- Written request -
Starting at the line with "Objective — one point on each instance of the gold fringe", transcribe each line through the final one, both included, and add nothing.

** Start of Entries **

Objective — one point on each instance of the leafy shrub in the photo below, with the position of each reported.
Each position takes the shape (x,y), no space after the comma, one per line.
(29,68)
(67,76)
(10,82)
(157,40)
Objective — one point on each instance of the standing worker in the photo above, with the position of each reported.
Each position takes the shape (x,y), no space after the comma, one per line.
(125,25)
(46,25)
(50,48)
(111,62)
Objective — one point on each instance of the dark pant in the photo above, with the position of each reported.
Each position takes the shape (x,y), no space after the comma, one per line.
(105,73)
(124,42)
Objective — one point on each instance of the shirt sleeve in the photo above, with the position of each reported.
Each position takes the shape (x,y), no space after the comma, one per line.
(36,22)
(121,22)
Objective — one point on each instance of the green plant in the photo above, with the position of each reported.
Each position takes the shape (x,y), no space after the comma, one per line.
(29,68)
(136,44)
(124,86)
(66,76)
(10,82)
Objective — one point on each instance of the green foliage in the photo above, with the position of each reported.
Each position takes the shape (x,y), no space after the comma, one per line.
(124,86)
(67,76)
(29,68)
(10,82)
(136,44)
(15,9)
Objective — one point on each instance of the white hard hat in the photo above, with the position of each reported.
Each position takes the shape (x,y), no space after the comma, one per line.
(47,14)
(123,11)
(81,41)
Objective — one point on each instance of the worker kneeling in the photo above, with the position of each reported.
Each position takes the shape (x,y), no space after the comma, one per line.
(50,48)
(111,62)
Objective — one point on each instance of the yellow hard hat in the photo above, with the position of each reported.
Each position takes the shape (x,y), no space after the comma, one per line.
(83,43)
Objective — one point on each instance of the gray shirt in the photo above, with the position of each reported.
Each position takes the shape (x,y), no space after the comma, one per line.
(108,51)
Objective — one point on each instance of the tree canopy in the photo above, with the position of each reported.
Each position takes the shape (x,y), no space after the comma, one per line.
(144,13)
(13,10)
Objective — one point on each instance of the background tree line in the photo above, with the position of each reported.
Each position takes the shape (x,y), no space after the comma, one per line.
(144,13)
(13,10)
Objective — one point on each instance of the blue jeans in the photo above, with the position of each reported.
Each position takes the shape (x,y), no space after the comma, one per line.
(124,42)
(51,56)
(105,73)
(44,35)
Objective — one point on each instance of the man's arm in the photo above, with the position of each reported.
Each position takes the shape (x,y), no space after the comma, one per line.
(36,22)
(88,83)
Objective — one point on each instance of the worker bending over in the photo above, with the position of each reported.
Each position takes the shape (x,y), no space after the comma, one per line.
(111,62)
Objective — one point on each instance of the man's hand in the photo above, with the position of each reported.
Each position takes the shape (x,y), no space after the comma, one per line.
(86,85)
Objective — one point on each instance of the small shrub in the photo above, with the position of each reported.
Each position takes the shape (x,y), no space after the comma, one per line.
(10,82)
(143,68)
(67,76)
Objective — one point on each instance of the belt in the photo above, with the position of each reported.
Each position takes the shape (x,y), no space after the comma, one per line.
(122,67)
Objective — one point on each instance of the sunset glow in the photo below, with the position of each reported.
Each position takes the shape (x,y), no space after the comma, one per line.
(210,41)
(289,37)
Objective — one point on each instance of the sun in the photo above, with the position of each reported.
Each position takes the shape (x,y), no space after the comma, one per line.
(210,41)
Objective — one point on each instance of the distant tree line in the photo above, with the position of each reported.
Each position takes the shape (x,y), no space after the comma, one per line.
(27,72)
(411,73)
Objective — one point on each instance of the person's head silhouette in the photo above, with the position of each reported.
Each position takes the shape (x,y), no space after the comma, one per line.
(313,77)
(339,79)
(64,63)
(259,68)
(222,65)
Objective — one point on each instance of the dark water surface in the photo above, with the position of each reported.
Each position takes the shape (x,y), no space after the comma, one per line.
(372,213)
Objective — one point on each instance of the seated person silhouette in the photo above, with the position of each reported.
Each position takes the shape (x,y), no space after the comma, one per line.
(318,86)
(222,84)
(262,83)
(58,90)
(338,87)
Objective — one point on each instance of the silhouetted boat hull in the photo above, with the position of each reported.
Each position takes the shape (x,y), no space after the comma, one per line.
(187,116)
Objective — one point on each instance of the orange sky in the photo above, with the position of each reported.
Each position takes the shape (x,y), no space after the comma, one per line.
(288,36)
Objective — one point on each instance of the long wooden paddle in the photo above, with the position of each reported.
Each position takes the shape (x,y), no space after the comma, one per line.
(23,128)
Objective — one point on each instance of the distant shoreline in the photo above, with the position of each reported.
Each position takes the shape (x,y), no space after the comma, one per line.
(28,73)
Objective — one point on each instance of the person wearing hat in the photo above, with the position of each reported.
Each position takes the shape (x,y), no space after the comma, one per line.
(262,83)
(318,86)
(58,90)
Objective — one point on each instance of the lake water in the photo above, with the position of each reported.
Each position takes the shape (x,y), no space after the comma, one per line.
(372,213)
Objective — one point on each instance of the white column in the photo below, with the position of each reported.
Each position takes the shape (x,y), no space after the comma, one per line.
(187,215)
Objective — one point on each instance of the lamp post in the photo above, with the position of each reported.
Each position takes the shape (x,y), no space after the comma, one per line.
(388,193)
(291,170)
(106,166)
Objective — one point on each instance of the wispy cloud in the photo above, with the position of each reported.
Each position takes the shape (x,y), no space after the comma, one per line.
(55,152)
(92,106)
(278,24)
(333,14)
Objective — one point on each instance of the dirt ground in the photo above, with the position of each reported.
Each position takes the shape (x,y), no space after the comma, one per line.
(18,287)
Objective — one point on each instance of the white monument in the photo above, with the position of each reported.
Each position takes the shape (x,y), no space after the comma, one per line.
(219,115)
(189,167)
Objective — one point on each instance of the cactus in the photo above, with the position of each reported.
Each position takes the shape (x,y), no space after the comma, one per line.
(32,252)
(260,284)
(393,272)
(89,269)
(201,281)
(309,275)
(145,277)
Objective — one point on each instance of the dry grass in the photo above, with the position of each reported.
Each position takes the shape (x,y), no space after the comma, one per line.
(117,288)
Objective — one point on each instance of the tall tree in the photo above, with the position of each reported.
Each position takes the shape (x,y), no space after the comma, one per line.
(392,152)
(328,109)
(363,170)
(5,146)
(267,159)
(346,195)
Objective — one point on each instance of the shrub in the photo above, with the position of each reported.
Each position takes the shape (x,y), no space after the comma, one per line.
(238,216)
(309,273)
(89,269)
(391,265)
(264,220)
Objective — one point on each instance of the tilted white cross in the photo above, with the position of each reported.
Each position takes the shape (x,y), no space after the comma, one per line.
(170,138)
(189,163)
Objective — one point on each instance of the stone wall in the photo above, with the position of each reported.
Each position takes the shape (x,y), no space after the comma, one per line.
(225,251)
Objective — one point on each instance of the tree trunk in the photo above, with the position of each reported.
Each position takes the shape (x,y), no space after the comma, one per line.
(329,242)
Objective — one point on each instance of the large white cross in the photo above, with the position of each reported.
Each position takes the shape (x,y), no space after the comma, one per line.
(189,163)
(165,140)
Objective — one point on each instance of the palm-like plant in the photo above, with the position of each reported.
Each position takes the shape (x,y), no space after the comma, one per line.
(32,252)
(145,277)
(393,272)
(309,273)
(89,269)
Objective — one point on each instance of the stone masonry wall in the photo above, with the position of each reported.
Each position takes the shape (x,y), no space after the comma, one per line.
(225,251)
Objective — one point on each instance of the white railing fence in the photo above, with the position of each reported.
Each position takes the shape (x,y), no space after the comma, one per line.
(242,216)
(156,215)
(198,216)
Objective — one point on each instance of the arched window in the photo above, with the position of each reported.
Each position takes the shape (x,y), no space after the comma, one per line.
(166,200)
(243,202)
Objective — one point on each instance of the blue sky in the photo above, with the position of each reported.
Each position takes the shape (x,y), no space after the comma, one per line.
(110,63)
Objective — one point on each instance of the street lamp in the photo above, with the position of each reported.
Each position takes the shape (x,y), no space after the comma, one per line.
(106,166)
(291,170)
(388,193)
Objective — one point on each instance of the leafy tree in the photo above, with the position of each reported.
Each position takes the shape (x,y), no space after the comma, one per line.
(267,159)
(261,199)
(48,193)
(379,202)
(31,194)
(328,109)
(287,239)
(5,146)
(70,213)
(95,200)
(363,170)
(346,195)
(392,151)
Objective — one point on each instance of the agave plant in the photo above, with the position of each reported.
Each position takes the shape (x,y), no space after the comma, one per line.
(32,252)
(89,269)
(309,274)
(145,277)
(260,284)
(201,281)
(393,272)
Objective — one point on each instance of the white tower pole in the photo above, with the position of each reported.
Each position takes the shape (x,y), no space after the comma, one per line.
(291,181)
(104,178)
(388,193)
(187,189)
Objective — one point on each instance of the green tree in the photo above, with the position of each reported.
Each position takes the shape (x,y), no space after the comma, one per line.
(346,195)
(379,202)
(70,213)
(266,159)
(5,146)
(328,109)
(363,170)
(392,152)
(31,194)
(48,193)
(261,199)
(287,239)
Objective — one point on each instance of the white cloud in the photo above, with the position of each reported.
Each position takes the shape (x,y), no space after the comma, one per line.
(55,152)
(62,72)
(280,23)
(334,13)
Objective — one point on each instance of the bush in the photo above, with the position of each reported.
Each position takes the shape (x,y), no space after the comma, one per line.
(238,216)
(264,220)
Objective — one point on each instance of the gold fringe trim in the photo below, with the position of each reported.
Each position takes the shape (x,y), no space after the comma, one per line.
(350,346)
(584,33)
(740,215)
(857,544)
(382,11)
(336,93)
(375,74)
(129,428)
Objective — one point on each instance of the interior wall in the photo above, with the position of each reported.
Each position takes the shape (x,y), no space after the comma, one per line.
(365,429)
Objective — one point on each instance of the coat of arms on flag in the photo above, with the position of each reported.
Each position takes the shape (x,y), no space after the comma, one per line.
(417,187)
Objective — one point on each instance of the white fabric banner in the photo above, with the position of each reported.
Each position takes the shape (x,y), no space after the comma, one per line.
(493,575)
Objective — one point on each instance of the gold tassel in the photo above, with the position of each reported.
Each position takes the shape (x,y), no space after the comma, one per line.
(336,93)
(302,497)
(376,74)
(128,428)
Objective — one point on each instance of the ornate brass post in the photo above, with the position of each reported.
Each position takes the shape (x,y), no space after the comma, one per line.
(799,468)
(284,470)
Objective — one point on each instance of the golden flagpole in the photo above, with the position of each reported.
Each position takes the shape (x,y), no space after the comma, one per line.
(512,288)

** End of Entries **

- Solution to the problem -
Objective — one point on each instance of the gold fringe trim in the photo below, with the position of each reported.
Each position takes the shape (x,y), no space after the comma, one per line.
(350,346)
(584,33)
(740,215)
(857,544)
(382,11)
(336,93)
(375,74)
(129,428)
Objective — one point on each instance of the interior wall in the photo above, with the position of each reported.
Each position takes the shape (x,y), no space after the comma, one per line.
(365,429)
Objective — one point on each instance of the coat of arms on flag in the photo above, with the position of each reported.
Each position takes the shape (x,y), no space after the comma, one per line.
(417,187)
Objective — one point on each instance of the white fabric banner in the photo above, with the position of each reported.
Each position takes the shape (x,y), no space after the comma, one per line.
(493,575)
Objective — one point on each instance of the gold tassel in the photo above, with the position of each reported.
Each position takes the shape (x,y), no space after the comma, one per line.
(336,93)
(302,497)
(376,74)
(128,428)
Objective — one point on each instance of the ornate brass post in the photo above, with the position of each reported.
Each position takes the shape (x,y), no space after the comma, one per line.
(799,468)
(284,470)
Objective — one point on each instance of the golden flagpole in the photo above, with the position of each reported.
Each position takes the shape (x,y), no space after the comma, one per line.
(512,288)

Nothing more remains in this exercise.